_Task 1_
In the members survey article, how many countries did the respondents represent?
_Task 2_
Translate this sentence from the members survey article into Spanish: "The research was conducted through a mixed methods online survey."
_Task 3_
Pick up the members survey article where it stops and continue it.

Source passage Start Marker

Heather M. Moulden, Ph.D.
Forensic Program
St. Joseph's Healthcare
Hamilton, Ontario, Canada
E: hmoulden@stjoes.ca
P: (905) 522-1155 ext. 35539
International members survey 2018 part 2: Practitioners attitudes to and understandings of community integration
Kieran McCartan, Kasia Uzieblo, and Wineke J. Smid


In Part 1 of this 2-part piece we focused on practitioners’ experiences of working in the field of sexual abuse. In this article we are going to focus on ATSA international members’ understandings and attitudes about the community integration of people convicted of a sexual offence. The article will focus on participants’ understandings of public attitudes, community management policies, and the prevention of sexual abuse. For a discussion of the context of the research, please see Part 1.

Aims, methods, and analysis

The research focused on professionals’ attitudes to working in the field of sexual abuse and the related policies, practices, and outcomes. The research was conducted through a mixed methods online survey. The sampling frame was a purposive and opportunity sample of ATSA international members (i.e., those not from the USA), and resulted in 74 respondents, 25% of the ATSA international base and 3% of the organisation’s overall membership in the year ending 2018. Respondents represented 16 countries and worked in various professions and settings. For a full explanation of the aims, methods, and analysis, please see Part 1.

Source passage End Marker
Supplied data Start Marker

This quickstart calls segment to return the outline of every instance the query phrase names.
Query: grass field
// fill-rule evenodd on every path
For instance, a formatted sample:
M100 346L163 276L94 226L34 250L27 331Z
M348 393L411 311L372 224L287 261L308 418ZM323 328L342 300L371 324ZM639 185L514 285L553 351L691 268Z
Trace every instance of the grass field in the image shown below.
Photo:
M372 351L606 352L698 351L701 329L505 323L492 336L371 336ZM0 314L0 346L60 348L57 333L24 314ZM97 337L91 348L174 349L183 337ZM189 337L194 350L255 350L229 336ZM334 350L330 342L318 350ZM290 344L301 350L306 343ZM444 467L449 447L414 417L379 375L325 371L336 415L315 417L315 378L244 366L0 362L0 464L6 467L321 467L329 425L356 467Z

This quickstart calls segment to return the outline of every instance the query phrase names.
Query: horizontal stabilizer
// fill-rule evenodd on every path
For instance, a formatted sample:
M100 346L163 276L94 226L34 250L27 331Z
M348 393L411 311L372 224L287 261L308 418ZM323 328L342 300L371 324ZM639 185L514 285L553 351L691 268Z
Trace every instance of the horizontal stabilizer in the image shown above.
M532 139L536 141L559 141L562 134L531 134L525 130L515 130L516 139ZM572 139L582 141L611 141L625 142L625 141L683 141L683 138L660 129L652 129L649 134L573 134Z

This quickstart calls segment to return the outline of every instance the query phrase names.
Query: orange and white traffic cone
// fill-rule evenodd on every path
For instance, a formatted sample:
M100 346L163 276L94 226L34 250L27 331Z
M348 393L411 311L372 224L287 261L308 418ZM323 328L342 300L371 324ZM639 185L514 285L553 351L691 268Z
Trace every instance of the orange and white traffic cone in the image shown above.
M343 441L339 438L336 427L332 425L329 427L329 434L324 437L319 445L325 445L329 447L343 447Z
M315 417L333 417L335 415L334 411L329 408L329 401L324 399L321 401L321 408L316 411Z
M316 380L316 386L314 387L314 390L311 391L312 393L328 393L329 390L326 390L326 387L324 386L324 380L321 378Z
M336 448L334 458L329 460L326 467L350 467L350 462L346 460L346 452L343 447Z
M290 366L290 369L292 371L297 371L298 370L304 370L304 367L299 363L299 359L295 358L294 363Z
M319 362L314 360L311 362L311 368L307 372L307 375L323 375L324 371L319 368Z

Supplied data End Marker

_Task result 1_
16 countries.

_Task result 2_
La investigación se llevó a cabo mediante una encuesta en línea de métodos mixtos.

_Task result 3_
Main findings


Across all the countries, every participant felt that the public and the media had a poor understanding of the reality of sexual abuse, who victims of sexual abuse were, and who the people who perpetrated sexual abuse are.

“All kinds of prejudice, monsters etc...public discussion is always highly polemic and emotional.” (Germany)

“As monsters, as untreatable, as persistent dangerous.” (Switzerland)

“Mixed, generally a lack of knowledge around risk, re-offending rates, treatment needs and re-integration needs.” (New Zealand)

“A lot of attention is drawn to big cases that are broadly discussed in the public. This         results in strong opinions on sex offenders in general. There is a big difference with how    people deal with sexual abuse when it occurs nearby.” (Belgium)

“Driven by political agendas of "tough on crime" and moral panic often driven by media   reporting.” (Australia)

The participants viewed the public’s and media’s understanding of sexual abuse to be interrelated and co-dependent.

“Depending on the medium. Serious media occasionally brings a balanced picture, but often the media brings the popular and inflammatory picture.” (Netherlands)

“Some consider them having committed heinous crimes, but there has been more public education about sexual crimes, treatment services and base rates of offending recently.” (Singapore)

"People do not like these types of offenders, however when given more information, often attitudes and emotional reactions shift.” (Canada)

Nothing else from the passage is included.